• **The request**:
Copy the rows below word for word, starting at the first line and stopping after the line that contains "pixel 120 897".

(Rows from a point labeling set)
>>

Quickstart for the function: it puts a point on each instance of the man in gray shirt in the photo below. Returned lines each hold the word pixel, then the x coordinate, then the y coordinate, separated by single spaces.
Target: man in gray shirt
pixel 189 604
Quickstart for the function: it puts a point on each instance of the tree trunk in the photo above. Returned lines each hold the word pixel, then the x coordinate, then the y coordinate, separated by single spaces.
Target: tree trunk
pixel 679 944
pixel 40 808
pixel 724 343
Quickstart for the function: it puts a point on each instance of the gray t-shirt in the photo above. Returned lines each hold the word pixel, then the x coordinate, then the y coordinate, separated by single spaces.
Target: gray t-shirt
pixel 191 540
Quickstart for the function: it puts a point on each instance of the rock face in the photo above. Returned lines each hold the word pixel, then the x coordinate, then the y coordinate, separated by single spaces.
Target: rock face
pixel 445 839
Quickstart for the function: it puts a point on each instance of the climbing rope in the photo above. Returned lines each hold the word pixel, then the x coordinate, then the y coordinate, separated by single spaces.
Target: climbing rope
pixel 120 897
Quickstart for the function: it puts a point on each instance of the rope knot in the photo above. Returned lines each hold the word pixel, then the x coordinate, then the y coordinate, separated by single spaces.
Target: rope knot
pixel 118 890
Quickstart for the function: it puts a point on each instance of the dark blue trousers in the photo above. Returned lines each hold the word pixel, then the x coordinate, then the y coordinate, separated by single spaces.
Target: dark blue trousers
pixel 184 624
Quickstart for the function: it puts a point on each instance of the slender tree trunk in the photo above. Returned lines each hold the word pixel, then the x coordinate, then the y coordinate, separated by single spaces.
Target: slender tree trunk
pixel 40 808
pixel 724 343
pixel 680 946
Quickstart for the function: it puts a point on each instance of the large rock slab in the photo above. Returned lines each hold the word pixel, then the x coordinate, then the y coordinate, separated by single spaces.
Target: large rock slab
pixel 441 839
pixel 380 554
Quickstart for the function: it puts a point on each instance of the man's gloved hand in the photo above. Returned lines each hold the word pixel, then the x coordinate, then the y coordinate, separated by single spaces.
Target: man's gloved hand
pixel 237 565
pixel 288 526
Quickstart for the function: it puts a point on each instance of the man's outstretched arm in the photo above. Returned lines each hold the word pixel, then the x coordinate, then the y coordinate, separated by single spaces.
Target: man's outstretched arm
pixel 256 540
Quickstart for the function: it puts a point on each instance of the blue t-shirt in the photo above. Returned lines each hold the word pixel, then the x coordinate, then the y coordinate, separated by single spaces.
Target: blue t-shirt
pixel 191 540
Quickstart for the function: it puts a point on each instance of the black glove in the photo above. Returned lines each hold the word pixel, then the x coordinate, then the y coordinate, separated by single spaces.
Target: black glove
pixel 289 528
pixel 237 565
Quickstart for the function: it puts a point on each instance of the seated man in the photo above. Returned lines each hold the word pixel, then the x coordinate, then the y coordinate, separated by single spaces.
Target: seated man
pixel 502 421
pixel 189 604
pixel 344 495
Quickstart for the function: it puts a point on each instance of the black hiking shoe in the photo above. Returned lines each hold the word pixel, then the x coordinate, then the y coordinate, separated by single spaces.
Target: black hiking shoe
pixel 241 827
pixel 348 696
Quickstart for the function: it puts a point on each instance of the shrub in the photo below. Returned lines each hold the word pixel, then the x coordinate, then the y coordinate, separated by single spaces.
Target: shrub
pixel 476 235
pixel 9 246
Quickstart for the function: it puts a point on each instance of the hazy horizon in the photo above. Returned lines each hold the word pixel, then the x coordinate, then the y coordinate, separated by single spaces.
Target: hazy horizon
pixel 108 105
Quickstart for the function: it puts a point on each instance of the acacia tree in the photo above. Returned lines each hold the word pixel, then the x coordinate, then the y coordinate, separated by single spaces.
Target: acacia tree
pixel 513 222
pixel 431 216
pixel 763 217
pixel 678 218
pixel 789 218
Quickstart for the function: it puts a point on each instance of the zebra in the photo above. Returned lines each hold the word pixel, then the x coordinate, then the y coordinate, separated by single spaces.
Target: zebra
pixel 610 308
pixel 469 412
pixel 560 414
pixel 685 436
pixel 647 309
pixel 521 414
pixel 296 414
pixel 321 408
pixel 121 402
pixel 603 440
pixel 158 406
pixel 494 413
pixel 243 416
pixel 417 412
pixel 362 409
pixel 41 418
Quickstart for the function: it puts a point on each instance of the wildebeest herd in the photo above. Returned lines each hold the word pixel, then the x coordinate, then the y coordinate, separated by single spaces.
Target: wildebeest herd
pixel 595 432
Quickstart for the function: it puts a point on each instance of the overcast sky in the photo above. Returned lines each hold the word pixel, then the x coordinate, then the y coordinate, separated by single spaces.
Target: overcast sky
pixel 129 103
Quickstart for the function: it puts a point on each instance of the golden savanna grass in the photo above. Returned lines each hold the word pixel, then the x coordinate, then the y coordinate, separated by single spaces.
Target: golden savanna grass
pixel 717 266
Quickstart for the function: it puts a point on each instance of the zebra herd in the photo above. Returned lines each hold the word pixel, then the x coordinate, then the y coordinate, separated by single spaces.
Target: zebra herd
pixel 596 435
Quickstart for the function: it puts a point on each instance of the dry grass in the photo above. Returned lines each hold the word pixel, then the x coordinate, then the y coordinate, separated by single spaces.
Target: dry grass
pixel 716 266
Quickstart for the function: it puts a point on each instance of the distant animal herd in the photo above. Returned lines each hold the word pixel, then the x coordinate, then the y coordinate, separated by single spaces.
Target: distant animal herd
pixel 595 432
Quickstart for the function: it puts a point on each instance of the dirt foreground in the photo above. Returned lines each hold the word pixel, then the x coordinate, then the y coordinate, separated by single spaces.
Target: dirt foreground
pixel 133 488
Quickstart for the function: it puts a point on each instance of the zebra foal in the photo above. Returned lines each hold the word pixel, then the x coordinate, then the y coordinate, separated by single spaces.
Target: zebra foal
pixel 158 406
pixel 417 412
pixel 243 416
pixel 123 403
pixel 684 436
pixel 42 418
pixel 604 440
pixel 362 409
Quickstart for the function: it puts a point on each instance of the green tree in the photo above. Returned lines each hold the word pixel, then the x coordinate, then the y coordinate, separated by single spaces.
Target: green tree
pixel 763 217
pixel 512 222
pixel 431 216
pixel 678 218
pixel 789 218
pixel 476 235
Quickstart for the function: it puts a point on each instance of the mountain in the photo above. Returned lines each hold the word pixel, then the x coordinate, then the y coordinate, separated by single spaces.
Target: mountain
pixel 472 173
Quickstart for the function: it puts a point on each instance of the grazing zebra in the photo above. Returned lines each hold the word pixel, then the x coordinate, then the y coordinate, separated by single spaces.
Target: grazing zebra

<<

• **Solution to this exercise**:
Quickstart for the function: it puts a point on each instance of the man in gray shirt in the photo below. Returned lines each hold the word pixel, then the x coordinate, then the y coordinate, separated by single spaces.
Target: man in gray shirt
pixel 189 604
Quickstart for the function: it puts a point on each instance of the tree trunk in the photo above. Returned lines each hold the word pixel, then the x coordinate, then the y coordinate, separated by single spaces.
Target: tree trunk
pixel 679 944
pixel 40 808
pixel 724 343
Quickstart for the function: it puts a point on each instance of the gray t-shirt in the photo above. Returned lines each hold the word pixel, then the x coordinate, then the y coordinate, separated by single spaces.
Target: gray t-shirt
pixel 191 540
Quickstart for the function: it puts a point on each instance of the rock face in the photo above. Returned lines each hold the word pixel, then the x coordinate, then the y coordinate, separated by single spaces.
Target: rock face
pixel 445 839
Quickstart for the function: it puts a point on each instance of the climbing rope in the photo above. Returned lines each hold the word pixel, then the x coordinate, then the y coordinate, separated by single spaces.
Target: climbing rope
pixel 120 897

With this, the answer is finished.